• [WHAT IS EXPECTED]: Make an exact copy of each entry, leaving out every picture.

• [DATA TO USE]:
============
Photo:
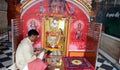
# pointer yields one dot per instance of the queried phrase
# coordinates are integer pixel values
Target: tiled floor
(6, 58)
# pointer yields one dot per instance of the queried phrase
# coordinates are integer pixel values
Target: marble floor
(6, 58)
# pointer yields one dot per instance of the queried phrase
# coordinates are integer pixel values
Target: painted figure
(78, 32)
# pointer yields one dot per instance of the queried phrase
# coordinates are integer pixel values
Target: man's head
(33, 35)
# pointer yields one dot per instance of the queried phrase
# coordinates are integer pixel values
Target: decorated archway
(62, 25)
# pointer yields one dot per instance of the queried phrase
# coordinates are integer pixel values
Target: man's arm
(28, 54)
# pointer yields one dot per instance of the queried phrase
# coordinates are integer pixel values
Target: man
(25, 51)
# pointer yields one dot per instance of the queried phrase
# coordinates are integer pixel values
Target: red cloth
(37, 64)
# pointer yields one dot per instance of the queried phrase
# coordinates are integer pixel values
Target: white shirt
(24, 53)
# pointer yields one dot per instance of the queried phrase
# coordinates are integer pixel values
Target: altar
(65, 28)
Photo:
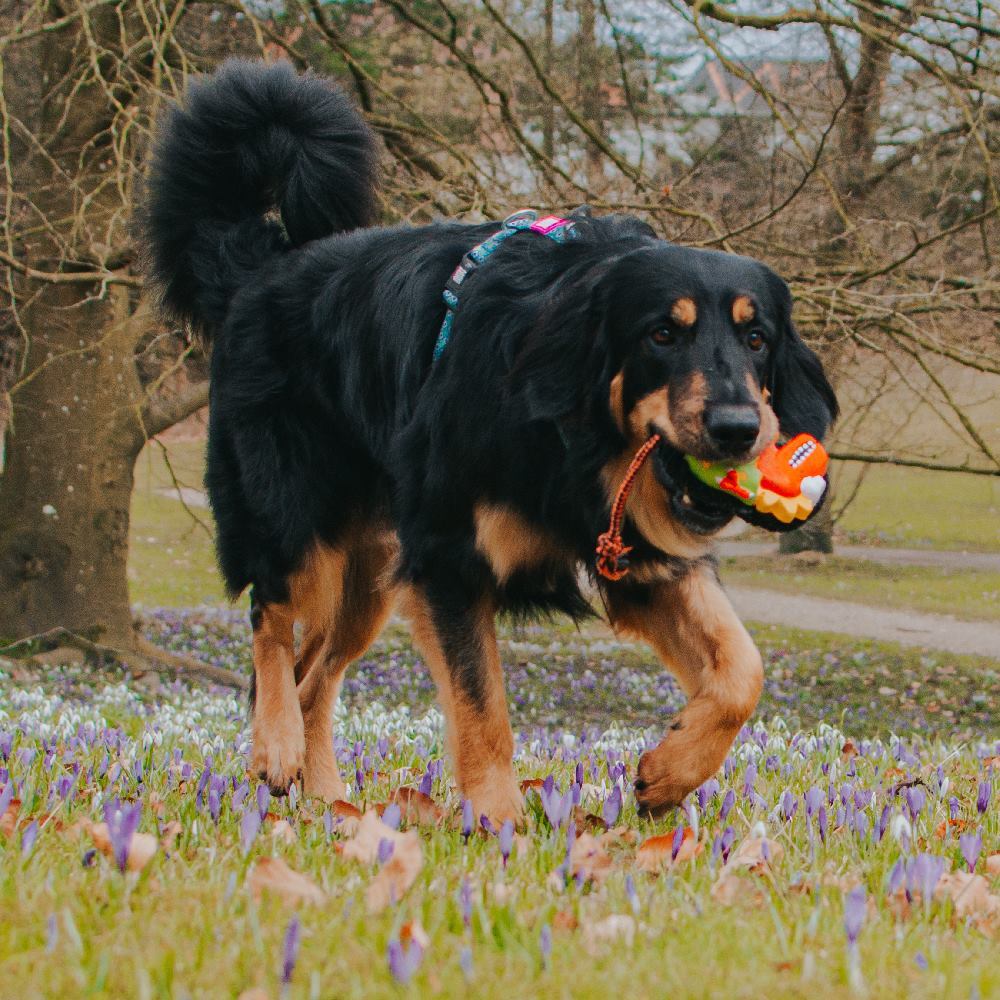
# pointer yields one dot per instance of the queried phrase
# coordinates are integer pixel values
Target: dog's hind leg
(693, 627)
(459, 645)
(365, 602)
============
• [TASK SOLUTION]:
Photo:
# pointer yields one dot per instance of the queried phrase
# coordinates are integer pixel values
Target: tiled floor
(6, 58)
# pointer yields one dot per instance of the queried phrase
# coordinates are integer pixel values
Target: marble floor
(6, 58)
# pointer yields one dot per instance of the queried phrase
# coordinates are integer pixel values
Target: painted figure
(78, 32)
# pointer yields one dot per instance of the queried phrase
# coordinates are integer pixel values
Target: man's head
(33, 35)
# pointer yields one dot per instance of the queried phrase
# coordinates are integer pixel values
Target: decorated archway
(62, 25)
# pointer yields one dot per instance of the queried phrase
# coordinates are integer pixel values
Target: man's arm
(28, 54)
# pointer yields one dot per instance of the queried phrase
# coordinates are integer pixel values
Target: man
(25, 51)
# pointer yields one dot per instance of the queried phrase
# coordinates are integer pixel values
Target: red cloth
(37, 64)
# pointer yields one dot per instance of the queried phrase
# coordinates are integer pixel values
Target: white shirt
(24, 53)
# pointer yields one dot per instance of the queried phrase
# coordinates are integer pixel values
Target: altar
(65, 28)
Photo:
# pointer yields one dot per instance of the queried phrase
# coordinates are integer pixel values
Target: dog's hind leg
(693, 627)
(459, 645)
(365, 602)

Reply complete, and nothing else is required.